Can the data below be set down again exactly, line for line?

>>

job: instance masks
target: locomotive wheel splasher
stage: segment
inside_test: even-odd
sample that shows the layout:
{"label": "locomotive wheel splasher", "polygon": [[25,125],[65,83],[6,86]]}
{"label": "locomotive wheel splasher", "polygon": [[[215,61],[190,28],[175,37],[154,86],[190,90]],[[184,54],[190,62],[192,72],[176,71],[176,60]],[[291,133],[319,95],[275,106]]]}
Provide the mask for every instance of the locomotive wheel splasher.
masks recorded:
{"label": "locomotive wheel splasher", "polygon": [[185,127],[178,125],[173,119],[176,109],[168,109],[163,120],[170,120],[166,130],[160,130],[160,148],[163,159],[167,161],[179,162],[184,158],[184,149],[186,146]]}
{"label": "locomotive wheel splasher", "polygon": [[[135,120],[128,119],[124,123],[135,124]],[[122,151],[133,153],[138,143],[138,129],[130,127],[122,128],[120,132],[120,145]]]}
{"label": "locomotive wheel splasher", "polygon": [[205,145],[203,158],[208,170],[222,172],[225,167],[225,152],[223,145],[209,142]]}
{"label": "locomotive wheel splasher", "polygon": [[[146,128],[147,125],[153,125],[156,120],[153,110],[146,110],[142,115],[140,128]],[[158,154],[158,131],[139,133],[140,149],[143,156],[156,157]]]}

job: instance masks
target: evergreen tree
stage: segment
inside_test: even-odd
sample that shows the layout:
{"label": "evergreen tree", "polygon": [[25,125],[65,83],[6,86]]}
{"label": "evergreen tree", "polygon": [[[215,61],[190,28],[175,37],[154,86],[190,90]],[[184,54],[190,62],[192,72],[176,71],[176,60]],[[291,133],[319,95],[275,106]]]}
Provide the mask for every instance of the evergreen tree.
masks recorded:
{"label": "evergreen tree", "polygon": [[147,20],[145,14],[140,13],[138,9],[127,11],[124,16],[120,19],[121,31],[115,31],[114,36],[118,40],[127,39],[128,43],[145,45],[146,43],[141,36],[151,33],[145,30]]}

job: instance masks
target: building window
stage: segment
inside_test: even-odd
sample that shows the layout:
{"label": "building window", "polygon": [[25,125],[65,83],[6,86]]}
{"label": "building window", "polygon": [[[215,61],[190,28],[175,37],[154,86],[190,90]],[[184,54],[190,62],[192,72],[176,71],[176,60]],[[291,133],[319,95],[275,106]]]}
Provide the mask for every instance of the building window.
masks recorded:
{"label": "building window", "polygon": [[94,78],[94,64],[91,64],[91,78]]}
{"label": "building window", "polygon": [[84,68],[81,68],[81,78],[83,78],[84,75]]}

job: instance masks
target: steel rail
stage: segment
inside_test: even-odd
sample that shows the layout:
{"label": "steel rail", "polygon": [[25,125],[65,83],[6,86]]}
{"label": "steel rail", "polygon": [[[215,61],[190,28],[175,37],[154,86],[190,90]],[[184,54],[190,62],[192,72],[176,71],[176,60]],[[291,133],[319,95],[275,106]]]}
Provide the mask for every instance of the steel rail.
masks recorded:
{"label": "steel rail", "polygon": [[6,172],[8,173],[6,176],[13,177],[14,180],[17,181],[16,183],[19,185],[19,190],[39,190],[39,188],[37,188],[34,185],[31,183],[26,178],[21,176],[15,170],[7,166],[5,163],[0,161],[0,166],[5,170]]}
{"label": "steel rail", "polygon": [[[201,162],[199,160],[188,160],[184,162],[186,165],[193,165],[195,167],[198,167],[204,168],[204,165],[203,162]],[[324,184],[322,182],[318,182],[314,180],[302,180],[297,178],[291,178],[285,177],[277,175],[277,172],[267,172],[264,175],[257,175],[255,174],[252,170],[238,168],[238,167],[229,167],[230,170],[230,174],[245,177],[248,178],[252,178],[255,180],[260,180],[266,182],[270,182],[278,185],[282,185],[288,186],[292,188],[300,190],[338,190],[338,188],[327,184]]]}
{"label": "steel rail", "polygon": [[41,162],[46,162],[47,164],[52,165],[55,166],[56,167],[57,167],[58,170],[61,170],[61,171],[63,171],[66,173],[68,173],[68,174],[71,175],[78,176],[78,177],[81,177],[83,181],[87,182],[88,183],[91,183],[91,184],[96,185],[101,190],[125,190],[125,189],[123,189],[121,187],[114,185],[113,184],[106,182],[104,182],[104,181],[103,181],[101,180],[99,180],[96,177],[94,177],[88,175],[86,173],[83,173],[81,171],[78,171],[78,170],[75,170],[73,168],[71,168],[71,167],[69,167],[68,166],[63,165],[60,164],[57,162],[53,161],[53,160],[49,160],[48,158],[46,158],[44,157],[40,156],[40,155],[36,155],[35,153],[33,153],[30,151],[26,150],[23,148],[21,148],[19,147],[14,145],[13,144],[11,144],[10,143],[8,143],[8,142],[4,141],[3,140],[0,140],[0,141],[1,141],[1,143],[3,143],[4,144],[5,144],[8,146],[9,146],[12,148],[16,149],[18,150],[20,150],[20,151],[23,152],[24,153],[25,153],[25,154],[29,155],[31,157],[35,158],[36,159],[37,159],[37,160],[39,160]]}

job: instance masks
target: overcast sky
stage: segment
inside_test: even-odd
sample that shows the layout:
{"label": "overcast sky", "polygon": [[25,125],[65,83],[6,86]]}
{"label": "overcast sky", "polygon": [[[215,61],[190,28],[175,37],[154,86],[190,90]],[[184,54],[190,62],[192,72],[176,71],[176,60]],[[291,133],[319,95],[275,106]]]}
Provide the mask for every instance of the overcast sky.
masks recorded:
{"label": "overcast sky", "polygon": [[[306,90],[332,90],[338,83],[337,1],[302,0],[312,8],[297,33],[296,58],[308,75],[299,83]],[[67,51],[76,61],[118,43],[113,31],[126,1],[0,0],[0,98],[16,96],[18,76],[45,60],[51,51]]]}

<<

*Result of this task*
job: instance masks
target: locomotive wheel splasher
stage: segment
inside_test: even-odd
sample that shows the layout:
{"label": "locomotive wheel splasher", "polygon": [[25,125],[65,83],[6,86]]}
{"label": "locomotive wheel splasher", "polygon": [[[215,61],[190,28],[175,37],[154,86],[190,90]],[[184,54],[190,62],[192,72],[176,71],[176,60]],[[291,133],[319,95],[275,106]]]}
Provide the mask for every instance of the locomotive wheel splasher.
masks recorded:
{"label": "locomotive wheel splasher", "polygon": [[185,127],[178,125],[173,119],[176,109],[168,109],[163,120],[170,120],[166,130],[160,130],[160,148],[163,159],[167,161],[179,162],[184,158],[184,149],[186,146]]}
{"label": "locomotive wheel splasher", "polygon": [[[135,120],[128,119],[124,123],[135,124]],[[122,151],[133,153],[138,143],[138,129],[130,127],[122,128],[120,132],[120,145]]]}
{"label": "locomotive wheel splasher", "polygon": [[205,145],[203,158],[208,170],[222,172],[225,167],[225,152],[223,145],[209,142]]}
{"label": "locomotive wheel splasher", "polygon": [[[146,128],[147,125],[153,125],[156,120],[153,110],[146,110],[142,115],[140,128]],[[158,154],[158,131],[139,133],[140,149],[143,156],[156,157]]]}

job: instance masks
target: evergreen tree
stage: segment
inside_test: even-odd
sample that shows the layout:
{"label": "evergreen tree", "polygon": [[25,125],[65,83],[6,86]]}
{"label": "evergreen tree", "polygon": [[[215,61],[190,28],[175,37],[154,86],[190,90]],[[184,54],[190,62],[192,72],[176,71],[176,60]],[[291,133],[319,95],[275,106]]]}
Provide the mask for every instance of the evergreen tree.
masks recorded:
{"label": "evergreen tree", "polygon": [[147,20],[145,14],[140,13],[138,9],[127,11],[124,16],[120,19],[121,31],[115,31],[114,36],[118,40],[127,39],[128,43],[145,45],[146,43],[141,36],[151,33],[145,30]]}

job: instance masks
target: building window
stage: segment
inside_test: even-odd
sample that shows the layout:
{"label": "building window", "polygon": [[25,125],[65,83],[6,86]]}
{"label": "building window", "polygon": [[[215,61],[190,28],[175,37],[154,86],[190,90]],[[184,54],[190,62],[192,72],[176,71],[176,60]],[[291,133],[319,95],[275,106]]]}
Provide the mask for every instance of the building window.
masks recorded:
{"label": "building window", "polygon": [[94,78],[94,64],[91,64],[91,78]]}
{"label": "building window", "polygon": [[84,68],[81,68],[81,78],[83,78],[84,75]]}

job: instance masks
target: steel rail
stage: segment
inside_test: even-odd
sample that shows the layout:
{"label": "steel rail", "polygon": [[25,125],[65,83],[6,86]]}
{"label": "steel rail", "polygon": [[[215,61],[190,28],[175,37],[154,86],[190,90]],[[184,54],[190,62],[192,72],[176,71],[176,60]],[[291,133],[319,95],[275,106]]]}
Provide the mask for every instance of the steel rail.
masks recorded:
{"label": "steel rail", "polygon": [[6,172],[8,173],[6,176],[13,177],[14,180],[17,181],[16,183],[19,185],[19,190],[39,190],[39,188],[37,188],[34,185],[31,183],[26,178],[21,176],[15,170],[7,166],[5,163],[0,161],[0,166],[5,170]]}
{"label": "steel rail", "polygon": [[[201,162],[199,160],[188,160],[184,162],[186,165],[193,165],[195,167],[198,167],[204,168],[204,165],[203,162]],[[324,184],[322,182],[318,182],[314,180],[302,180],[297,178],[291,178],[285,177],[277,175],[277,172],[267,172],[264,175],[257,175],[255,174],[252,170],[238,168],[238,167],[229,167],[230,170],[230,174],[245,177],[248,178],[252,178],[255,180],[260,180],[266,182],[270,182],[278,185],[282,185],[288,186],[292,188],[300,190],[338,190],[338,188],[327,184]]]}
{"label": "steel rail", "polygon": [[41,162],[46,162],[47,164],[52,165],[55,166],[56,167],[57,167],[58,170],[61,170],[61,171],[63,171],[66,173],[68,173],[68,174],[71,175],[78,176],[78,177],[81,177],[83,181],[87,182],[88,183],[91,183],[91,184],[96,185],[101,190],[125,190],[125,189],[123,189],[121,187],[114,185],[113,184],[106,182],[104,182],[104,181],[103,181],[101,180],[99,180],[96,177],[94,177],[88,175],[86,173],[83,173],[81,171],[78,171],[78,170],[75,170],[73,168],[71,168],[71,167],[69,167],[68,166],[63,165],[60,164],[57,162],[53,161],[53,160],[49,160],[48,158],[46,158],[44,157],[40,156],[40,155],[36,155],[35,153],[33,153],[30,151],[26,150],[23,148],[21,148],[19,147],[14,145],[13,144],[11,144],[10,143],[8,143],[8,142],[4,141],[3,140],[0,140],[0,141],[1,141],[1,143],[3,143],[4,144],[5,144],[8,146],[9,146],[12,148],[16,149],[18,150],[20,150],[20,151],[23,152],[24,153],[25,153],[25,154],[29,155],[31,157],[35,158],[36,159],[37,159],[37,160],[39,160]]}

job: instance masks
target: overcast sky
stage: segment
inside_test: even-odd
sample that shows the layout:
{"label": "overcast sky", "polygon": [[25,125],[65,83],[6,86]]}
{"label": "overcast sky", "polygon": [[[215,61],[190,28],[175,37],[154,86],[190,90]],[[184,54],[190,62],[192,72],[176,71],[176,60]],[[291,133],[319,95],[275,106]]]}
Provide the mask for every instance of the overcast sky.
masks recorded:
{"label": "overcast sky", "polygon": [[[306,90],[332,90],[338,83],[337,1],[302,0],[312,8],[297,33],[296,58],[308,75],[299,83]],[[67,51],[76,61],[118,43],[113,31],[126,1],[0,0],[0,98],[16,96],[18,76],[45,60],[51,51]]]}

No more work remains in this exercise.